**Exercise**
Copy each record below faithfully, leaving out images.

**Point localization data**
------------------------------------------------------------------------

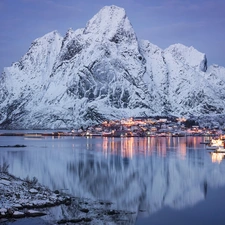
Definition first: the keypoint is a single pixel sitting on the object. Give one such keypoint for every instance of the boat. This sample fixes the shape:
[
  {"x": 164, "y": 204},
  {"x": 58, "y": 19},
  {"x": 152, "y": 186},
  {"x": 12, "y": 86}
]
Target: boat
[{"x": 215, "y": 144}]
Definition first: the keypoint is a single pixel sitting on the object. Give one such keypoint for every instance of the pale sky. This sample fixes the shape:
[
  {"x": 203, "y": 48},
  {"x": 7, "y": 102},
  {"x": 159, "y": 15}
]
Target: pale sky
[{"x": 197, "y": 23}]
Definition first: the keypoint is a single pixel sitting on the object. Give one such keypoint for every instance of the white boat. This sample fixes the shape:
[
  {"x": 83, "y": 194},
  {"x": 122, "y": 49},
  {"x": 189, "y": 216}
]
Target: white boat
[{"x": 215, "y": 144}]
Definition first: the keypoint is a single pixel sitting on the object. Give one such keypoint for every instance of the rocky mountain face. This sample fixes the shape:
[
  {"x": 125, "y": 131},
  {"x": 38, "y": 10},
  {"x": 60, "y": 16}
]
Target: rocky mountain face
[{"x": 104, "y": 72}]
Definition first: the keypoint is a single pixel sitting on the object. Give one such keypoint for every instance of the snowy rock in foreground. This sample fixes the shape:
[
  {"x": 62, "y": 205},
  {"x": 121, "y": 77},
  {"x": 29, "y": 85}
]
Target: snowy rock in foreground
[{"x": 19, "y": 200}]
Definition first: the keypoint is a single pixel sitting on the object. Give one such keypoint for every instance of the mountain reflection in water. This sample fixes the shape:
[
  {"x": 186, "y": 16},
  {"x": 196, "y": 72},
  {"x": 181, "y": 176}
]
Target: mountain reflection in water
[{"x": 145, "y": 174}]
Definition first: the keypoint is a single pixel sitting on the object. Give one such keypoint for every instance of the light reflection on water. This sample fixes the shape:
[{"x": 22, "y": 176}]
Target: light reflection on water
[{"x": 144, "y": 174}]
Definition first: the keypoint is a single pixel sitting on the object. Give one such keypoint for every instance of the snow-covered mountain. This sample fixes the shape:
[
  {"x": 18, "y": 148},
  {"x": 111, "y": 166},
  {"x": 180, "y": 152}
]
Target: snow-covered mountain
[{"x": 104, "y": 72}]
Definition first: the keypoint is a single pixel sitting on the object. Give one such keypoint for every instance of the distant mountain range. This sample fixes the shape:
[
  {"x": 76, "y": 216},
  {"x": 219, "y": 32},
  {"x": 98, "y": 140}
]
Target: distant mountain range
[{"x": 104, "y": 72}]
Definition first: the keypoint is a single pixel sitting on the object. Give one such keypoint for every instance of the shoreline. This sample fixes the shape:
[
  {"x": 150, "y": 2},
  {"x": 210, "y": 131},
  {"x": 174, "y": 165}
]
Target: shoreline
[{"x": 26, "y": 198}]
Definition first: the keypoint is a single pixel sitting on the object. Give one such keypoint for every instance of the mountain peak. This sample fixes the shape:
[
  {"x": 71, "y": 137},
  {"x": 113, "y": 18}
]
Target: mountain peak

------------------------------------------------------------------------

**Written reply**
Definition first: the keypoint is a single pixel sitting on the object. Give one such keypoint for every instance of the boat. This sample fixes the shape:
[
  {"x": 164, "y": 204},
  {"x": 58, "y": 19},
  {"x": 152, "y": 186},
  {"x": 12, "y": 86}
]
Target: boat
[{"x": 215, "y": 144}]
Definition first: the keypoint is a single pixel sitting on the object. Give one such keypoint for every instance of the pale sky. This sample fixes the shape:
[
  {"x": 203, "y": 48},
  {"x": 7, "y": 102},
  {"x": 159, "y": 15}
]
Target: pale sky
[{"x": 197, "y": 23}]
Definition first: the keypoint is a single pixel sitting on the object. Give one such keypoint for every instance of the white boat. This sample fixes the shape:
[
  {"x": 83, "y": 194},
  {"x": 122, "y": 49},
  {"x": 189, "y": 216}
]
Target: white boat
[{"x": 215, "y": 144}]
Definition first: the keypoint is a single pixel sitting on the object. Give one such keypoint for every instance of the rocky mountain face. This sample fixes the shape:
[
  {"x": 125, "y": 131},
  {"x": 38, "y": 10},
  {"x": 60, "y": 16}
]
Target: rocky mountain face
[{"x": 104, "y": 72}]
Definition first: the keypoint is a single pixel sitting on the object. Give one such keypoint for every instance of the snowy rock in foreground. This sample fixes the shape:
[
  {"x": 62, "y": 205},
  {"x": 121, "y": 77},
  {"x": 29, "y": 85}
]
Target: snowy rock in foreground
[{"x": 19, "y": 200}]
Definition first: the keypoint is a single pixel sitting on the object. Give one such keypoint for every instance of the mountain reflection in water. This sample fixes the shape:
[
  {"x": 186, "y": 16},
  {"x": 196, "y": 72},
  {"x": 181, "y": 176}
]
Target: mountain reflection in water
[{"x": 145, "y": 174}]
Definition first: the keypoint is a single pixel sitting on the object. Give one such keypoint for every instance of the light reflection on water. This sample fixes the shape:
[{"x": 22, "y": 176}]
Target: light reflection on water
[{"x": 144, "y": 174}]
Definition first: the keypoint is a single pixel sitting on the object. Give one such keypoint for every instance of the snow-covered mountain. This sample fixes the shape:
[
  {"x": 18, "y": 148},
  {"x": 111, "y": 166},
  {"x": 180, "y": 152}
]
Target: snow-covered mountain
[{"x": 104, "y": 72}]
Definition first: the keypoint is a single pixel sitting on the object. Give one such keypoint for every instance of the distant mountain range. This sample fixes the shape:
[
  {"x": 76, "y": 216},
  {"x": 219, "y": 32},
  {"x": 98, "y": 140}
]
Target: distant mountain range
[{"x": 104, "y": 72}]
Definition first: the keypoint is a single pixel sitting on the object. Give one such keypoint for every instance of the shoreline. This sample fixes the shape:
[
  {"x": 150, "y": 2},
  {"x": 210, "y": 131},
  {"x": 174, "y": 165}
]
Target: shoreline
[{"x": 26, "y": 198}]
Definition first: the keypoint is a single pixel sitting on the object. Give one such keypoint for every instance of the mountain peak. This sample fixes the shape:
[
  {"x": 71, "y": 137},
  {"x": 113, "y": 18}
]
Target: mountain peak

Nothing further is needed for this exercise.